### YOUR GOAL
From the African recipes text below, extract the span starting at "- Serve with" and ending at "called pili-pili peppers)", copied verbatim.

--- DOCUMENT PASSAGE ---

April is Childhood Nutrition Month! Find recipes to these traditional African dishes.
Quantity: 50 chappatis
8 cups of flour + extra for rolling
1 tablespoon + 1 teaspoon of salt
Water or milk (as needed)
Approximately 2 cups of cooking oil (500 ml)
4 tablespoons of sugar
Extras: Coriander, shredded carrots, or cinnamon, etc.
- Combine flour, salt, sugar, and any desired extras in a big bow
- Add water or milk and mix until the mixture resembles a firm dough (it should no longer stick to your fingers). Add more flour if necessary to reach desired and workable consistency.
- Add the eggs and keep mixing with your hands.
- Cut the dough into 3 equal pieces. Sprinkle flour on your cooking surface (a counter, table, etc) and flatten each piece to a thickness of about ¼ inch.
- Cut the pieces of dough into strips of about 3 cm wide. Roll each strip into a spiral and push the end of the strip inside the center of the spiral ‘roll’ to hold it together. Don’t worry too much about the shape of the spiral if it looks a bit sloppy, just keep going.
- Place each roll into a covered bowl to keep them warm.
- Using a rolling pin to platen each roll into a very thin, round pancake, adding a lot of flour as you roll to prevent sticking.
- Cook each chapatti on a hot flat pan (preferably on charcoal but a stove will work). When you see bubbles through the dough, flip the thin pancake. Add oil to each side as you go!
- Let the opposite side cook for about a minute and remove from heat. Repeat for remaining chappatis.
- Serve with a side of cooked or curried vegetables or with some butter and tea for breakfast!
A pillar of Ivory Coast cuisine, this dish has established itself as a mainstay across the continent over the years. As an aperitif or as a side dish, this easy recipe will please your palate and give you a taste of Africa!
Alokos, braised chicken and chili sauce
Serves: 4 people
Preparation time: 15 minutes
Cooking Time: 30 minutes
3-4 ripe plantains (yellow and brown visible)
Scant 3 tablespoons of oil for frying
Dash salt for sprinkling
2 large tomatoes (or 3 medium)
1 chili pepper (also called pili-pili peppers)
2 tablespoons chopped parsley
Salt and Pepper to taste
For Alokos: 3-4 ripe plantains (yellow and brown), 40 ml oil for frying, salt
- Cut plantains into small cubes or thin slices (photo shows bananas thinly sliced).
- Heat the oil in a skillet or pan on medium high heat.
- Lightly sprinkle salt on the plantain pieces.
- Place the plantain slices/cubes in the pan and let sit for about 2 minutes before flipping for another 2 minutes until both sides are golden brown.
- Remove plantains from heat and let drain on parchment paper or absorbent paper towels while preparing the sauce.
- ** Tip: If your alokos/plantains get cool or are very thick, you can place them on a greased or parchment papered cookie sheet and put them in the oven on a low setting for a few minutes before serving to ensure they are warm throughout!** 6) Dice the tomatoes and onions very finely.

--- RECORDS SHOWN ---

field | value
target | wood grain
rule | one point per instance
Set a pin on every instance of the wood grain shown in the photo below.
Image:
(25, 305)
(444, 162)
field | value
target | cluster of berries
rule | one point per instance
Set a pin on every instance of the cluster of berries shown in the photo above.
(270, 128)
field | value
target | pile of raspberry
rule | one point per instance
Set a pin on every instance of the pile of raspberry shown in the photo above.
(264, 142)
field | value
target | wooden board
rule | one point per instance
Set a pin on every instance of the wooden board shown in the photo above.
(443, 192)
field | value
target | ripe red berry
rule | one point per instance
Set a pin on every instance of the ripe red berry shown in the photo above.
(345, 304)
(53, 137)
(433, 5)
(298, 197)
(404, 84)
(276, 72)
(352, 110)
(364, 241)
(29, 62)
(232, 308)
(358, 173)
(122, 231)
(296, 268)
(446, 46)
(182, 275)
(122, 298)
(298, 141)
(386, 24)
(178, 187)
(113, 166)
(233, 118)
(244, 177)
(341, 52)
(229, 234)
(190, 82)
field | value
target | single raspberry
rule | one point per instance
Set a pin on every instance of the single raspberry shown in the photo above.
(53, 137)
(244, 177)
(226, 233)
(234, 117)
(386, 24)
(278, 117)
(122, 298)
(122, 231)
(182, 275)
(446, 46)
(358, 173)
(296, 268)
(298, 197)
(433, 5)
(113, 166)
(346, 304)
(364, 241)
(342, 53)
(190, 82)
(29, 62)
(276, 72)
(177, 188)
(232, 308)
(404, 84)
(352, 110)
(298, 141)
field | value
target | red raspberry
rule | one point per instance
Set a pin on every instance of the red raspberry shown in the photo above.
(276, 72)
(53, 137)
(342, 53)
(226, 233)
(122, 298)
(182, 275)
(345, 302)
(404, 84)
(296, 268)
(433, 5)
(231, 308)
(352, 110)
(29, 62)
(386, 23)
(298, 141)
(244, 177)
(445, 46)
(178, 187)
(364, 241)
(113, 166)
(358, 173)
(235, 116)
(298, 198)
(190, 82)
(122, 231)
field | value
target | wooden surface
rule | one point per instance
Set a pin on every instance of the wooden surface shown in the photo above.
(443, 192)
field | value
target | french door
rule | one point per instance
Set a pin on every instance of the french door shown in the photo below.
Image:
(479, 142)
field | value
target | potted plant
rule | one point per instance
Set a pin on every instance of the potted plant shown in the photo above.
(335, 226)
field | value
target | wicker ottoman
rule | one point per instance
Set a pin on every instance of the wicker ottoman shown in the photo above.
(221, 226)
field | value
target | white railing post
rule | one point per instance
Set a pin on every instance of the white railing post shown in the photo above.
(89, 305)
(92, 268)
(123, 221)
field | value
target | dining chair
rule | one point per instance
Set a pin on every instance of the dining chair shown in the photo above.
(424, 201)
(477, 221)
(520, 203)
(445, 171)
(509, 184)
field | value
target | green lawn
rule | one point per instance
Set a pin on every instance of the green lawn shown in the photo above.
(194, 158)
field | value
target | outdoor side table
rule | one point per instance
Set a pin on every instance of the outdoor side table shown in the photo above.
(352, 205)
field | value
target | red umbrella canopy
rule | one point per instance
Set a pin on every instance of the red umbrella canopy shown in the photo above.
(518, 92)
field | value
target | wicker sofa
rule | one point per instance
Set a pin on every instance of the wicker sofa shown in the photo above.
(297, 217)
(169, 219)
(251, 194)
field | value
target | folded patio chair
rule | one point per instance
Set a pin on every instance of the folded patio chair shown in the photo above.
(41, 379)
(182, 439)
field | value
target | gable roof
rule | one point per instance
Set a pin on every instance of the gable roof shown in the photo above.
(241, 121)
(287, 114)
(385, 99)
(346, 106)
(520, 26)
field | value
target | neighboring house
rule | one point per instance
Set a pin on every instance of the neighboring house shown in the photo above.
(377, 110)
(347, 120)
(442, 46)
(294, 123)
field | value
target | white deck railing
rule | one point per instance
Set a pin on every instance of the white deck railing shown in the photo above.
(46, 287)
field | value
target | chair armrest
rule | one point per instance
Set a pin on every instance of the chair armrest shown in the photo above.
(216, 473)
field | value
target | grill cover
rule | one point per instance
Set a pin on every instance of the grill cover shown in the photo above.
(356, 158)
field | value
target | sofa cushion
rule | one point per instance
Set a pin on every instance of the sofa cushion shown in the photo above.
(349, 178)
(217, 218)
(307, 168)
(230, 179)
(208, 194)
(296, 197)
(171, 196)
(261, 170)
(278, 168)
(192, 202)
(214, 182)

---

### OUTPUT BELOW
- Serve with a side of cooked or curried vegetables or with some butter and tea for breakfast!
A pillar of Ivory Coast cuisine, this dish has established itself as a mainstay across the continent over the years. As an aperitif or as a side dish, this easy recipe will please your palate and give you a taste of Africa!
Alokos, braised chicken and chili sauce
Serves: 4 people
Preparation time: 15 minutes
Cooking Time: 30 minutes
3-4 ripe plantains (yellow and brown visible)
Scant 3 tablespoons of oil for frying
Dash salt for sprinkling
2 large tomatoes (or 3 medium)
1 chili pepper (also called pili-pili peppers)